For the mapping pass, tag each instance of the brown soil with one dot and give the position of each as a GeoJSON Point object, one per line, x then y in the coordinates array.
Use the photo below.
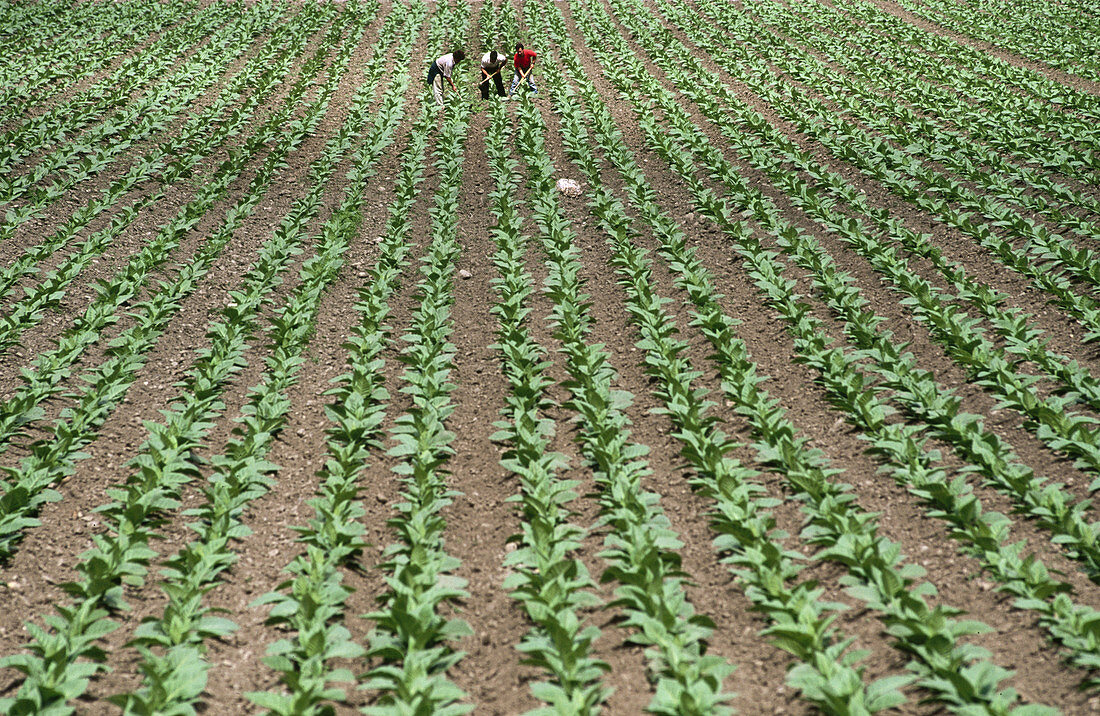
{"type": "Point", "coordinates": [482, 520]}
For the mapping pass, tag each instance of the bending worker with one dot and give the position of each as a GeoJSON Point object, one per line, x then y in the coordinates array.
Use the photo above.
{"type": "Point", "coordinates": [492, 66]}
{"type": "Point", "coordinates": [443, 67]}
{"type": "Point", "coordinates": [521, 68]}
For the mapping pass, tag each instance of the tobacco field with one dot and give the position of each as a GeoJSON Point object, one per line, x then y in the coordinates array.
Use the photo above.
{"type": "Point", "coordinates": [751, 364]}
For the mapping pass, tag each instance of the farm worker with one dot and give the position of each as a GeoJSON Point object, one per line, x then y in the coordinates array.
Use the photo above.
{"type": "Point", "coordinates": [521, 68]}
{"type": "Point", "coordinates": [443, 67]}
{"type": "Point", "coordinates": [492, 66]}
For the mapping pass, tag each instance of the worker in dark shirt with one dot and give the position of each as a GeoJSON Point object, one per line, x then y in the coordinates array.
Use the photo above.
{"type": "Point", "coordinates": [492, 66]}
{"type": "Point", "coordinates": [521, 64]}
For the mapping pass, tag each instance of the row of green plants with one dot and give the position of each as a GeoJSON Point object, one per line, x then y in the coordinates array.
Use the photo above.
{"type": "Point", "coordinates": [135, 103]}
{"type": "Point", "coordinates": [411, 640]}
{"type": "Point", "coordinates": [53, 456]}
{"type": "Point", "coordinates": [551, 584]}
{"type": "Point", "coordinates": [547, 579]}
{"type": "Point", "coordinates": [168, 161]}
{"type": "Point", "coordinates": [43, 63]}
{"type": "Point", "coordinates": [979, 217]}
{"type": "Point", "coordinates": [1020, 112]}
{"type": "Point", "coordinates": [1054, 506]}
{"type": "Point", "coordinates": [799, 620]}
{"type": "Point", "coordinates": [174, 643]}
{"type": "Point", "coordinates": [901, 83]}
{"type": "Point", "coordinates": [959, 674]}
{"type": "Point", "coordinates": [54, 670]}
{"type": "Point", "coordinates": [309, 605]}
{"type": "Point", "coordinates": [1051, 34]}
{"type": "Point", "coordinates": [998, 186]}
{"type": "Point", "coordinates": [640, 547]}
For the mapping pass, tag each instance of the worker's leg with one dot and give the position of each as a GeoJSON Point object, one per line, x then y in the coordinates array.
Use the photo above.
{"type": "Point", "coordinates": [437, 88]}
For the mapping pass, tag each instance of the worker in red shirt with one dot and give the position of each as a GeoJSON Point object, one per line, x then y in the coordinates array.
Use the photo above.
{"type": "Point", "coordinates": [521, 68]}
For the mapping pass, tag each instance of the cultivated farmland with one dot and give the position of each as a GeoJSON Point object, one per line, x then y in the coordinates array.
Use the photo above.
{"type": "Point", "coordinates": [316, 397]}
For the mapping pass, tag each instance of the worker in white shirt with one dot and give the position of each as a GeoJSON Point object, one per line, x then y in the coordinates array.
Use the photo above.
{"type": "Point", "coordinates": [492, 66]}
{"type": "Point", "coordinates": [443, 67]}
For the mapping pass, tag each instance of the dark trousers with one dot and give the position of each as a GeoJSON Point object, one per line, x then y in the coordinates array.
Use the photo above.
{"type": "Point", "coordinates": [499, 86]}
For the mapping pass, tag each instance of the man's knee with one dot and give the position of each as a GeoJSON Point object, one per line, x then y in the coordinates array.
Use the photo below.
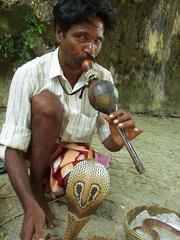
{"type": "Point", "coordinates": [46, 105]}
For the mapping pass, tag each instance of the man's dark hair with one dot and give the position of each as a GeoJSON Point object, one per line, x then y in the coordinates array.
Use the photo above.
{"type": "Point", "coordinates": [69, 12]}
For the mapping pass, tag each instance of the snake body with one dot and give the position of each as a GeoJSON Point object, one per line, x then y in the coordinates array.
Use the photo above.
{"type": "Point", "coordinates": [87, 188]}
{"type": "Point", "coordinates": [149, 224]}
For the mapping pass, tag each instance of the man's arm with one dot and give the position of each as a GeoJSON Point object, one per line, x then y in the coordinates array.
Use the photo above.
{"type": "Point", "coordinates": [34, 216]}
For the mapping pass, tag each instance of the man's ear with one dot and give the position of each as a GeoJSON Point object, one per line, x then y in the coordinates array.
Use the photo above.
{"type": "Point", "coordinates": [59, 34]}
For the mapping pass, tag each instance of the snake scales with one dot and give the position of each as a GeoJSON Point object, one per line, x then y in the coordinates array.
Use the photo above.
{"type": "Point", "coordinates": [149, 224]}
{"type": "Point", "coordinates": [87, 188]}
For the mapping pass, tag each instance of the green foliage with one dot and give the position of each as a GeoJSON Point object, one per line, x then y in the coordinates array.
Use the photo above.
{"type": "Point", "coordinates": [7, 46]}
{"type": "Point", "coordinates": [19, 48]}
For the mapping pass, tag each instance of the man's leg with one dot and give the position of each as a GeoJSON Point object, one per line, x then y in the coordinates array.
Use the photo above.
{"type": "Point", "coordinates": [46, 123]}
——————————
### [Work to be completed]
For every line in the data above that has the string "snake", return that line.

### [Response]
For the mapping pass, tag each instance of the snake body with one dot and give the position of each as a GeoJSON Point object, one per line, x then y in the coordinates array.
For the mapping pass, tag each instance of the snake scales with one dot and give the position of each as a GeoJSON Point object, one per line, x then y in the coordinates array.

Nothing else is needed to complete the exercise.